[Start of Attachment]

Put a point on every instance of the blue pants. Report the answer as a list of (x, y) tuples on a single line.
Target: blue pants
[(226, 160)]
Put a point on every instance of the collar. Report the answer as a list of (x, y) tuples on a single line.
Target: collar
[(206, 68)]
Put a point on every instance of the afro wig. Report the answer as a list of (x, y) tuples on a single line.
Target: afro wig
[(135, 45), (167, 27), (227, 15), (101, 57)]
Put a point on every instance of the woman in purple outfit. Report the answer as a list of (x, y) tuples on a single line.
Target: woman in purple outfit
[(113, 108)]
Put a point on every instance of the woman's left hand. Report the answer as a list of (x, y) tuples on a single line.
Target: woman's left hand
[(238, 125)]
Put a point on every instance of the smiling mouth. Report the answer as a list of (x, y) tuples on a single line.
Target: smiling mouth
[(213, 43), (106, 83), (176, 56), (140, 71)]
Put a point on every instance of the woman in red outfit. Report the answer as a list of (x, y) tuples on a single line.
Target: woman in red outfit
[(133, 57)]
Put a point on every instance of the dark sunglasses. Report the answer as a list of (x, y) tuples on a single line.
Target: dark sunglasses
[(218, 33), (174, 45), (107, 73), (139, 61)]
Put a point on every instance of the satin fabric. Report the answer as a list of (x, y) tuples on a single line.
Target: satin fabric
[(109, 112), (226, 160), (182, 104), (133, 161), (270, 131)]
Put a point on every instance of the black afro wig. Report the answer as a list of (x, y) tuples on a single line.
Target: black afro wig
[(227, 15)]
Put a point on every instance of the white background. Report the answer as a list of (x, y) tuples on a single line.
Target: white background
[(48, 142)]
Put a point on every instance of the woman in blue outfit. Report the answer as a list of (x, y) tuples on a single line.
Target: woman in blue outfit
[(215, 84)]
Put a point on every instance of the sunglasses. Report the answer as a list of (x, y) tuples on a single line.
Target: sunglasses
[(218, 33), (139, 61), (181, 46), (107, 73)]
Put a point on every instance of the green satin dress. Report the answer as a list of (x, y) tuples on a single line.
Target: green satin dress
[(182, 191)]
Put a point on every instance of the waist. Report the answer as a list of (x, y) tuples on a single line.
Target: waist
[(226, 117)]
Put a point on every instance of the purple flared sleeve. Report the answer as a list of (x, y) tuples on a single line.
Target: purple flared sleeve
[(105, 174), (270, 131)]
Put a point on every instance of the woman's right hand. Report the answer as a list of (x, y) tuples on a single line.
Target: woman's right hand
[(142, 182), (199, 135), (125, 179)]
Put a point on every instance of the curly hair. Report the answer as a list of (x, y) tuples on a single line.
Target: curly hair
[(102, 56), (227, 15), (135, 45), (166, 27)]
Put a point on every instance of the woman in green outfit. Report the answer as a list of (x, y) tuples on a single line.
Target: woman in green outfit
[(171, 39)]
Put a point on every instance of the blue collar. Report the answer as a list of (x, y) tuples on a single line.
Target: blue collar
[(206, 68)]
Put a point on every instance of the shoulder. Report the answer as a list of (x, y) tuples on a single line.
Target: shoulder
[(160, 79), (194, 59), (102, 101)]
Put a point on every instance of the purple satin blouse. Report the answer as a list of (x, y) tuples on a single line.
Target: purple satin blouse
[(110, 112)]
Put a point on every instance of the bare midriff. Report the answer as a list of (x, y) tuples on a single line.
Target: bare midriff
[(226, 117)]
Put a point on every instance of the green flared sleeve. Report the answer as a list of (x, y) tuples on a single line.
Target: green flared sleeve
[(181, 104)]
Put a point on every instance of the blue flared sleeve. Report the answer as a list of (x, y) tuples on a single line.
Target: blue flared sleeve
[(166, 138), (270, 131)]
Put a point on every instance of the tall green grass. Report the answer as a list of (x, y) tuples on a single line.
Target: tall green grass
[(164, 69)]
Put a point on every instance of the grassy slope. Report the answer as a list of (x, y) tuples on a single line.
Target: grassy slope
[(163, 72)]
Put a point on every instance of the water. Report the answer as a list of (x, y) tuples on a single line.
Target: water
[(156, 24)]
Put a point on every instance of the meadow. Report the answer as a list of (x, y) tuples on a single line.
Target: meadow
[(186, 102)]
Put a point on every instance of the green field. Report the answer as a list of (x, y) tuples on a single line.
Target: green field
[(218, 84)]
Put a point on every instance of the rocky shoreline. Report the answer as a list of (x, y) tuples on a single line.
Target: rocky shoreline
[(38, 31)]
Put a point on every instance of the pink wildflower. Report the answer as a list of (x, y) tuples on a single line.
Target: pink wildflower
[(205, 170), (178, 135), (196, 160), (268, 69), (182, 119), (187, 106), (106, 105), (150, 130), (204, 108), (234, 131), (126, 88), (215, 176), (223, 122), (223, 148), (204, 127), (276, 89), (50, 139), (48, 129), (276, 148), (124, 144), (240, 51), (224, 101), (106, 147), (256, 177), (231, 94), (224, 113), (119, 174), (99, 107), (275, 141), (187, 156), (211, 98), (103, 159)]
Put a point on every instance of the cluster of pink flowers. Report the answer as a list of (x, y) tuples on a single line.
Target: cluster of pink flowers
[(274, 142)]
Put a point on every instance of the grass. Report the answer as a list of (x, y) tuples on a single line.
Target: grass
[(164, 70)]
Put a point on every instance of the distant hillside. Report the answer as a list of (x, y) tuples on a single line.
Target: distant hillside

[End of Attachment]
[Start of Attachment]

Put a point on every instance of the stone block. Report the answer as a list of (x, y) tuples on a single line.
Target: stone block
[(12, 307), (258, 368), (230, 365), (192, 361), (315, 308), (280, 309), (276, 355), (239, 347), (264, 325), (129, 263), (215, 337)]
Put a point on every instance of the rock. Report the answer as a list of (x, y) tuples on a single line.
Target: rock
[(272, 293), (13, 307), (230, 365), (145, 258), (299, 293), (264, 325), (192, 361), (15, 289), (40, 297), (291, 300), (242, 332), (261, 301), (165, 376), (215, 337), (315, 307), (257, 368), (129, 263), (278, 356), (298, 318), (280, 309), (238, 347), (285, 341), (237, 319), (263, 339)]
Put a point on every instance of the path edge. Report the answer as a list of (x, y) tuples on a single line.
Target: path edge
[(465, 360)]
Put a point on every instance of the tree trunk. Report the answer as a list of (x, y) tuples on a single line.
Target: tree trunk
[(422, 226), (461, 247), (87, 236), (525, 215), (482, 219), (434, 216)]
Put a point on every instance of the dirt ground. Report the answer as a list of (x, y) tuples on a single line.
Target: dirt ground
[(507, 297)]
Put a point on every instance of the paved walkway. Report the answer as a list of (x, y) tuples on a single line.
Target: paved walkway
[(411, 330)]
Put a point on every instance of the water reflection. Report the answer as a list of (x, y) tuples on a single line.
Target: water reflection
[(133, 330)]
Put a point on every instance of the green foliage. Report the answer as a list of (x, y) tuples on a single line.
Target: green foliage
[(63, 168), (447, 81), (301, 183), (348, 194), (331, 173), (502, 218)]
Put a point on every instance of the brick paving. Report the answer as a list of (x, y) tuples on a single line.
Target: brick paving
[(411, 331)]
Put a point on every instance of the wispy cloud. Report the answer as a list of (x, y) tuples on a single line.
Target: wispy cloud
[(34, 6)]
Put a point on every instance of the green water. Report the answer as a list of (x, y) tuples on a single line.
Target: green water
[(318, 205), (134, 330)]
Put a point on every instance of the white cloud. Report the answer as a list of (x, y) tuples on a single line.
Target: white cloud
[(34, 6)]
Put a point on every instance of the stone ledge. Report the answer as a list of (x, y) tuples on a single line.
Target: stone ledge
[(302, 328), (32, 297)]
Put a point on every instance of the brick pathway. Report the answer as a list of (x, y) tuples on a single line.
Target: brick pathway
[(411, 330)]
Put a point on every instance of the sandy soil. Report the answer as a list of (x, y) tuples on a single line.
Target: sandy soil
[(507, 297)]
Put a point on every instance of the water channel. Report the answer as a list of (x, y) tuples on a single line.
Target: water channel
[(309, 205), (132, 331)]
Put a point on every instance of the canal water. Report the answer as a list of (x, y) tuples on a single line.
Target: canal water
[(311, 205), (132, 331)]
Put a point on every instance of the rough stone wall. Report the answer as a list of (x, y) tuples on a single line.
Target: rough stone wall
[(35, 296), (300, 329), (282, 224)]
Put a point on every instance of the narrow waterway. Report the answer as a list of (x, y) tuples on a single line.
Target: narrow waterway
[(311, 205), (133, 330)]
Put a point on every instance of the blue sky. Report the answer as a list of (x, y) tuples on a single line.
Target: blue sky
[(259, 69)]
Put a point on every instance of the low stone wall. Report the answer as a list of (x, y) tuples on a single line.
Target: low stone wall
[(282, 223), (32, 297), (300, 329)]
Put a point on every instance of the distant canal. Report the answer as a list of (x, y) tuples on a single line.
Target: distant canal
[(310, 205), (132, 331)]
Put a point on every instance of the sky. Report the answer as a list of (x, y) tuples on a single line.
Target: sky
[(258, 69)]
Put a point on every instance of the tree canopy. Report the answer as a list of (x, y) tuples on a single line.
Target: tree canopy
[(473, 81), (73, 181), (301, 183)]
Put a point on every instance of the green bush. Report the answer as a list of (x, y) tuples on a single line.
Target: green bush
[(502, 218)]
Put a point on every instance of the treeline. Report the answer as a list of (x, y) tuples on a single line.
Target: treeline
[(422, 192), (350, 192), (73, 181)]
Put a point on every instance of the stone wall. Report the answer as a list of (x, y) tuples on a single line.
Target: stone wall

[End of Attachment]
[Start of Attachment]

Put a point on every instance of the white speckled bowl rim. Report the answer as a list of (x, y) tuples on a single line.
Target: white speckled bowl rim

[End of Attachment]

## Activity
For this exercise, repeat exactly the lines of the data above from the one with "Put a point on every instance of the blue pants." down to the one with "Put a point on every instance of the afro", both end lines included.

## Result for this exercise
Put a point on every instance of the blue pants. Report the answer as a list of (x, y) tuples on a single line.
Target: blue pants
[(226, 160)]
Put a point on every instance of the collar. Report the answer as a list of (x, y) tuples on a single line.
Target: collar
[(206, 68)]
Put a point on every instance of the afro wig. Report the answer as a list of (x, y) tuples on a single line.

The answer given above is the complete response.